## Source text
☆ ☆ ☆

5900X & 5950X - VID/Vcore @ 1.50000V or 1.55000V?

After seeing the positivity and innovation surrounding Zen 3, I decided to purchase a 5900X. I've found the performance astonishingly good (especially with AVX2 workloads), however, there's a question I can't get a clear answer to, and when I do receive an answer, it's contradictory (i.e. my AMD hardware contradicts AMD's statements).

I've added space between the bullet points because it looked like a wall of text. Please note, a VID of 1.55000V often sees a Vcore of 1.55000V reported (VDDCR). I am generally not concerned by VID values so long as the delivered voltage stays within specification.

  • AMD's Robert Hallock states 1.55000V is an acceptable and expected, albeit uncommon, VID/Vcore for the 59xx CPUs.

 

  • Overclocker and Asus contributor The Stilt states that is not correct, and that the actual Vmax (factory-set limit) of my specific CPU is 1.50000V. This has been verified using a method I've been asked not to share publicly (I'm happy to PM this to an AMD employee).

 

  • The motherboard is using "AGESA V2 PI 1.2.0.3 Patch C", the latest available at present for my ('Asus ROG Strix B550-E Gaming WIFI')

 

  • This is being tested at stock configuration with PBO options disabled, manufacturer 'enhancements' disabled, and both with JEDEC-compliant memory and XMP/AMP/A-XMP/DOCP (take your pick of names for XMP).

 

  • The sensors used on most B550 and X570 boards (that provide the SVI2 TFN reading) only support up to 1.55000V (source: The Stilt, and data sheets for the sensors), which means I have no idea how much voltage is truly going into my CPU. It appears to operate perfectly fine with an all-core AVX2 load reaching ~69°C @ ~1.18V and 4.275 GHz, and a single-core SSE4 (chosen for higher boosting behaviour) load reaching ~70°C @ ~1.55V and 4.850 GHz.

☆ ☆ ☆

## Task list
#1 Rewrite the voltage post between "After seeing the" and "stays within specification.", inclusive, replacing "contradictory" with "inconsistent".
#2 Extend the 5900X voltage post by continuing it after its final sentence.
The entries that come next have no connection to the voltage post.

☆ ☆ ☆

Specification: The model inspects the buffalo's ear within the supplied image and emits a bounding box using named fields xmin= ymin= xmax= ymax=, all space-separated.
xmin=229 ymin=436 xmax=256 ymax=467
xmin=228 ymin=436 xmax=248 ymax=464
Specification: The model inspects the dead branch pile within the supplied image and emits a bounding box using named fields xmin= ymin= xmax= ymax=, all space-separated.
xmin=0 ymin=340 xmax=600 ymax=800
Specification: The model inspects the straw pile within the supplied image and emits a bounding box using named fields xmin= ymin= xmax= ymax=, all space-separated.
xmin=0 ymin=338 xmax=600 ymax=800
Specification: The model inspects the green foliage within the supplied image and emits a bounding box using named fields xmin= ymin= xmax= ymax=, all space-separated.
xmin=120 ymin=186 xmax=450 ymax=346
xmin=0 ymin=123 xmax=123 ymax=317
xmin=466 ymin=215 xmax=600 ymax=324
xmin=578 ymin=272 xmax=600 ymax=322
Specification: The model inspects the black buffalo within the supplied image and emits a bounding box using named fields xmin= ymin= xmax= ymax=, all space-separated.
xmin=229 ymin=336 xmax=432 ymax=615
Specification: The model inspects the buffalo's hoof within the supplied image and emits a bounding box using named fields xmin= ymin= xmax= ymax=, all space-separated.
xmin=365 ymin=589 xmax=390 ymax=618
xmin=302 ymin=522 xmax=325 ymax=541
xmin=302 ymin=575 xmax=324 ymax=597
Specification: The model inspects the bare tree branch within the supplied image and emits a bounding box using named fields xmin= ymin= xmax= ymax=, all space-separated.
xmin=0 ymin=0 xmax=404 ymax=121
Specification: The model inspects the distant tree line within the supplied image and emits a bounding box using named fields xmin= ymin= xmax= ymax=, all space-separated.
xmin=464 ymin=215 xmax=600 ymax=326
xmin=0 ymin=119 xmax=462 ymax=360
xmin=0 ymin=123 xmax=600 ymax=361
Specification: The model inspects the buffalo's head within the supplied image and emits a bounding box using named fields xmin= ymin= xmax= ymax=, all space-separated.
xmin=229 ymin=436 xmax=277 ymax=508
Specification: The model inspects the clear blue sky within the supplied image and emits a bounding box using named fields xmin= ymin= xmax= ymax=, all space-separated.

☆ ☆ ☆

## Written responses
#1
After seeing the positivity and innovation surrounding Zen 3, I decided to purchase a 5900X. I've found the performance astonishingly good (especially with AVX2 workloads), however, there's a question I can't get a clear answer to, and when I do receive an answer, it's inconsistent (i.e. my AMD hardware contradicts AMD's statements).

I've added space between the bullet points because it looked like a wall of text. Please note, a VID of 1.55000V often sees a Vcore of 1.55000V reported (VDDCR). I am generally not concerned by VID values so long as the delivered voltage stays within specification.

#2
 

  • Ryzen Master might be a better way of measuring this, but it doesn't provide a logging function (i.e. log X data for X minutes to a CSV). It's essentially useless.

 

  • Using HWiNFO, I have logged data and found instances where at least 1.55V is reached (Vcore).

 

  • I have spoken with Asus and they aren't sure (it was escalated to Taiwan).

 

  • I have spoken with the author of HWiNFO, and he's looked into it and noticed similar reports but has no answer, or is bound by NDAs (which is understandable).

 

  • No part of my entire system is older than ~3-4 months.

This leaves me regretting going with AMD again, as while 1.55V+ might be fine for 'bursty' workloads every day in the view of AMD, the three year warranty isn't very reassuring.

A final note, I returned to AMD after leaving due to poor software and technical support in 2009 (and moved over 1,800 SME devices to Intel systems because of my personal experience). It seems support has greatly improved, but AMD's hardware shouldn't be contradicting AMD's statements.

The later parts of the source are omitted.